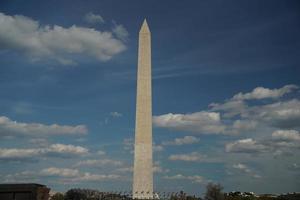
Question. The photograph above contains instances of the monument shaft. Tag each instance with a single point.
(142, 174)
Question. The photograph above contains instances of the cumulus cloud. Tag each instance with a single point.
(280, 114)
(262, 93)
(62, 149)
(190, 157)
(26, 36)
(116, 114)
(245, 169)
(282, 142)
(20, 154)
(62, 172)
(120, 32)
(245, 146)
(14, 128)
(183, 141)
(231, 108)
(286, 135)
(99, 163)
(92, 18)
(157, 148)
(198, 122)
(194, 178)
(65, 175)
(242, 167)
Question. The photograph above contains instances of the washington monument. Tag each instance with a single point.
(142, 173)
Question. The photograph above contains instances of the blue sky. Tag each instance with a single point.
(225, 93)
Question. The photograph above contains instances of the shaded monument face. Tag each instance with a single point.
(143, 175)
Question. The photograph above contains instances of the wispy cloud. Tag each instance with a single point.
(14, 128)
(92, 18)
(38, 42)
(57, 150)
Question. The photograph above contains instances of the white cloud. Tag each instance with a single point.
(183, 141)
(18, 154)
(92, 18)
(95, 177)
(194, 179)
(190, 157)
(245, 146)
(280, 114)
(64, 175)
(262, 93)
(120, 32)
(199, 122)
(26, 36)
(116, 114)
(9, 127)
(241, 126)
(34, 153)
(62, 172)
(99, 163)
(101, 153)
(157, 148)
(286, 135)
(62, 149)
(231, 107)
(242, 167)
(245, 169)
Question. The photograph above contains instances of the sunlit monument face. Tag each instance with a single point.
(143, 175)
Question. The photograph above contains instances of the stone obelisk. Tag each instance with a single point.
(142, 174)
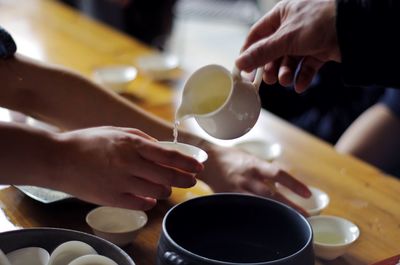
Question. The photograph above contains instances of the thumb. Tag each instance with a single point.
(261, 53)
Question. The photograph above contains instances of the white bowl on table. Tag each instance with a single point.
(115, 77)
(332, 235)
(117, 225)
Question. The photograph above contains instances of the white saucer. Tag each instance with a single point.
(115, 77)
(332, 235)
(261, 148)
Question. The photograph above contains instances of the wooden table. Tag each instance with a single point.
(51, 32)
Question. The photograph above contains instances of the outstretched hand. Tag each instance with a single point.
(292, 42)
(120, 167)
(231, 170)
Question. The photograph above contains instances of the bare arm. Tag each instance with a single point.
(104, 165)
(68, 100)
(373, 137)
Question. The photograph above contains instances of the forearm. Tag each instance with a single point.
(27, 155)
(373, 137)
(367, 41)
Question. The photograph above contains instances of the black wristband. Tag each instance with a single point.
(7, 44)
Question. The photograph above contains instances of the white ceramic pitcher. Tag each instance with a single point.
(224, 104)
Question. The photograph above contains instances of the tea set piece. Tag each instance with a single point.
(117, 225)
(115, 77)
(93, 259)
(332, 235)
(261, 148)
(314, 205)
(29, 255)
(159, 66)
(395, 260)
(186, 149)
(47, 240)
(68, 251)
(224, 104)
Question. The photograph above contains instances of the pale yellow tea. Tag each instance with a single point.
(328, 238)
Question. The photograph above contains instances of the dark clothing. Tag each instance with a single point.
(327, 108)
(370, 49)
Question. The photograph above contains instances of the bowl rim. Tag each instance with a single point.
(187, 252)
(91, 212)
(342, 220)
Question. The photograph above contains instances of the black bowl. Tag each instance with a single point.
(235, 229)
(50, 238)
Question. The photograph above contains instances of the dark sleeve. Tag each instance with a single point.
(368, 35)
(391, 99)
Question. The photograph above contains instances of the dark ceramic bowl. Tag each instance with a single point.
(234, 229)
(50, 238)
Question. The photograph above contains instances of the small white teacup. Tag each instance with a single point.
(68, 251)
(223, 104)
(93, 259)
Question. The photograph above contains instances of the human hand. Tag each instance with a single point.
(120, 167)
(231, 170)
(295, 33)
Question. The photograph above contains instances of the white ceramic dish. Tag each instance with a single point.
(3, 259)
(117, 225)
(189, 150)
(44, 195)
(115, 77)
(93, 259)
(261, 148)
(29, 255)
(68, 251)
(51, 238)
(158, 66)
(332, 235)
(318, 201)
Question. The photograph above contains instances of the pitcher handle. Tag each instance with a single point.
(173, 259)
(236, 74)
(258, 78)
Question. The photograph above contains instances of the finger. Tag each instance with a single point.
(171, 158)
(264, 27)
(279, 197)
(257, 188)
(287, 70)
(271, 72)
(308, 69)
(130, 201)
(163, 175)
(142, 187)
(262, 52)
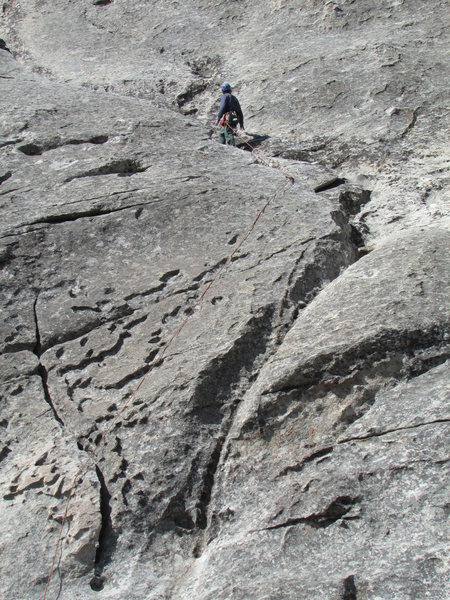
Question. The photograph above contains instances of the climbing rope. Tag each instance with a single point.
(101, 441)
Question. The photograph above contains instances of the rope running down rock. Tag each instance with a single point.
(159, 357)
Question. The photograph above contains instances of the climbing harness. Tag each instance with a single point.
(103, 435)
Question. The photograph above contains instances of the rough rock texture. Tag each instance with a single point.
(292, 442)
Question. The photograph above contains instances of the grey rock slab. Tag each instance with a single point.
(363, 407)
(291, 442)
(358, 87)
(39, 463)
(345, 523)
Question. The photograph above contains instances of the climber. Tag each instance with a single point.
(230, 115)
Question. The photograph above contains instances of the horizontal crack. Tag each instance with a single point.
(387, 431)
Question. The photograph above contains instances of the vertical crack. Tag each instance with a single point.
(107, 538)
(42, 371)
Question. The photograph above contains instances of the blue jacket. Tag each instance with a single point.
(228, 102)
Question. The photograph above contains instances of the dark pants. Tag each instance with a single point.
(226, 135)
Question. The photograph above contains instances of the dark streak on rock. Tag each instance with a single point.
(42, 371)
(330, 184)
(334, 511)
(107, 539)
(5, 177)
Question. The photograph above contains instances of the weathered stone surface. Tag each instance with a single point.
(292, 443)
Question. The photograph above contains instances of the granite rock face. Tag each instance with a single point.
(291, 440)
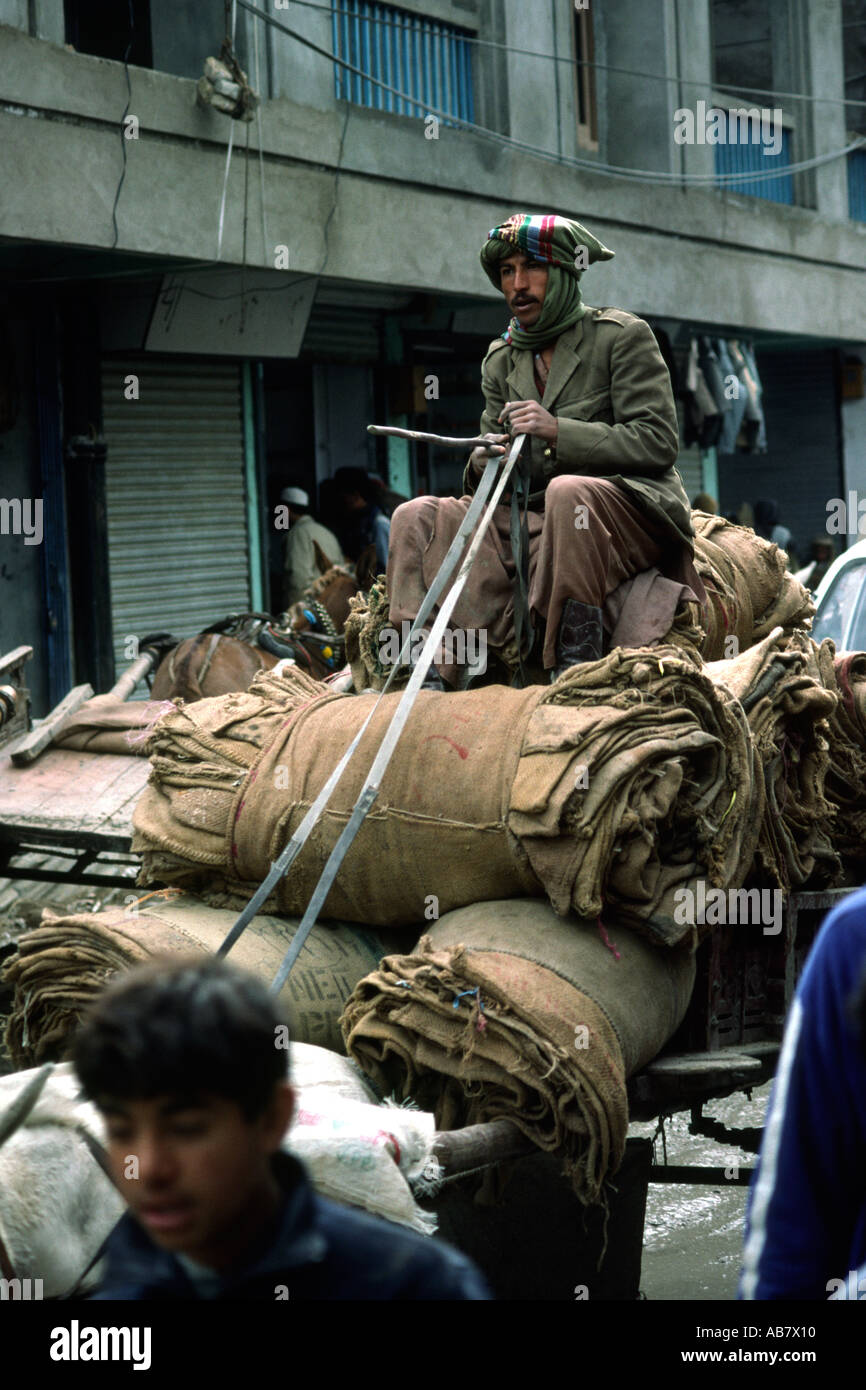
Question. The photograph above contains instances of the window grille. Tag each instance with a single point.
(748, 156)
(430, 63)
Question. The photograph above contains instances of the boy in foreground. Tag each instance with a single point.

What the task requires: From the material above, reproduce everything verbatim except the pictures.

Expected output:
Question. The photograph above contains instances of the monument shaft. Tag each instance with a single point.
(142, 174)
Question. The photograph above contains instances of the cumulus cloud. Tag each instance with a single point.
(280, 114)
(262, 93)
(62, 149)
(190, 157)
(26, 36)
(116, 114)
(245, 169)
(282, 142)
(20, 154)
(62, 172)
(120, 32)
(245, 146)
(14, 128)
(183, 141)
(231, 108)
(286, 135)
(99, 163)
(92, 18)
(157, 148)
(198, 122)
(194, 178)
(65, 175)
(242, 167)
Question. The photograph above contains instances of the washington monument. Tag each instance with a single point.
(142, 173)
Question. The photograph above contains instances of the blue sky. Tag each instance with a single point.
(225, 93)
Question. The photograph above contains instances of the shaded monument face. Tag each instance with a single point.
(143, 175)
Question. The photograph above contains instances of the wispy cloud. Tag each instance with a single point.
(14, 128)
(92, 18)
(38, 42)
(57, 150)
Question. The photograph above contains instances of the white cloud. Tag each instance with a single point.
(183, 141)
(18, 154)
(92, 18)
(95, 177)
(194, 179)
(190, 157)
(245, 146)
(280, 114)
(64, 175)
(262, 93)
(120, 32)
(199, 122)
(26, 36)
(116, 114)
(9, 127)
(241, 126)
(34, 153)
(62, 172)
(99, 163)
(101, 153)
(157, 148)
(286, 135)
(62, 149)
(231, 107)
(242, 167)
(245, 169)
Question. The photograph above contains instances of the sunlit monument face. Tag each instance with a single point.
(143, 175)
Question. The photograph above contains instances of the stone obelisk. Tag each instance with a single point.
(142, 174)
Question. The photograph above contains instances of the thumb. Tag each instance with a single point.
(261, 53)
Question. The photograph above contains instances of the white bowl on table. Tag each instance with a single point.
(115, 77)
(332, 235)
(117, 225)
Question. The photograph above contains instances of the white saucer. Tag each instance with a single point.
(115, 77)
(332, 235)
(261, 148)
Question. The photograph above contains instances of the wooden table. Tag each instance with a single point.
(51, 32)
Question. The photograph above contains instances of the outstretched hand. Tag each instance with a single point.
(292, 42)
(120, 167)
(231, 170)
Question. The photograph above contains instances of the bare arm. Tag each instance with a single point.
(104, 165)
(68, 100)
(373, 137)
Question. The photograph above contains instances of the forearm. Tag each instance with a single point.
(27, 155)
(373, 137)
(367, 41)
Question. The photograph above contains instances of the black wristband. Tag each instance with a single point.
(7, 44)
Question. The photograph above contains instances of the white ceramic pitcher. Tag each instance with a single point.
(224, 104)
Question. The photograph above contains instances of the tea set piece. Tag each instance with a single point.
(117, 225)
(115, 77)
(93, 259)
(332, 235)
(261, 148)
(314, 205)
(29, 255)
(159, 66)
(395, 260)
(186, 149)
(47, 240)
(68, 251)
(224, 104)
Question. The photograph above contains instances of the pale yellow tea. Tag each instance with a single point.
(328, 238)
Question. The photograph above contains instances of the dark clothing. Tag each instance with a single point.
(327, 108)
(370, 49)
Question. The photograph above contains instances of the bowl rim. Tag each instance with a single point.
(187, 252)
(91, 212)
(342, 220)
Question. The photograph above contains instances of the black bowl. Tag each instance with a single point.
(235, 229)
(50, 238)
Question. The photograph above contains instances of the dark sleeve. Tag each instance with a single point.
(368, 35)
(391, 99)
Question. The photograph above contains instances of the dark ceramic bowl. Tag each instance with a single point.
(234, 229)
(50, 238)
Question. The photograph above contains instances of the small white teacup. Tag each instance with a single point.
(68, 251)
(223, 104)
(93, 259)
Question. The photograph above contains instances of the human hand. Tag each instance with a single point.
(120, 167)
(231, 170)
(295, 33)
Question. The photograph above contains instances of the white ceramic dish. Tag each instance with a single point.
(3, 259)
(117, 225)
(189, 150)
(44, 195)
(115, 77)
(93, 259)
(261, 148)
(29, 255)
(68, 251)
(51, 238)
(158, 66)
(332, 235)
(318, 201)
Question. The photograph above contains instances of the pitcher handle. Tag each instance with a single point.
(173, 259)
(236, 74)
(258, 78)
Question. The photograph above contains instances of the finger. Tag each instance with a single point.
(171, 158)
(264, 27)
(279, 197)
(257, 188)
(287, 70)
(271, 72)
(308, 69)
(130, 201)
(163, 175)
(142, 187)
(262, 52)
Question. The photograph above contains instances of the climbing rope. Tag each instance with a single point.
(101, 441)
Question. The photograph above contains instances of the rope running down rock. Tag each instance with a single point.
(159, 357)
Question. The photograph above contains instances of the climbing harness. Tag each instance with a single point.
(103, 435)
Question. The photograph above contains instances of the rough rock texture. Tag each instance with a single point.
(292, 442)
Question. The photograph above contains instances of the grey rock slab. Tag each instance with a single point.
(363, 407)
(291, 442)
(358, 87)
(39, 463)
(345, 523)
Question. The photograph above contains instances of the climber. Tag each instance with a single point.
(230, 115)
Question. The photograph above contains instances of the horizontal crack. Tag each instance with a single point.
(387, 431)
Question. The photograph above contains instances of the vertical crack. Tag each instance with a single point.
(107, 538)
(42, 371)
Question. The photograph above contains instances of the blue jacket. Tag each instance with a single point.
(228, 102)
Question. The photograph above contains instances of the dark pants. Tag each instance with a single point.
(226, 135)
Question. The photograph above contains instances of the dark streak on rock. Tag each instance with a single point.
(42, 371)
(330, 184)
(334, 511)
(107, 539)
(5, 177)
Question. The photograph above contains instances of the weathered stone surface. Tag each instance with a single point.
(292, 443)
Question. The photograph above contains instances of the granite rock face. Tag each instance with a single point.
(291, 440)
Question. The photograph above contains instances of the window grille. Tag each instance with a single point.
(748, 156)
(430, 63)
Question. The photograph above contains instances of the boy in foreground. Tag each instance with a single point.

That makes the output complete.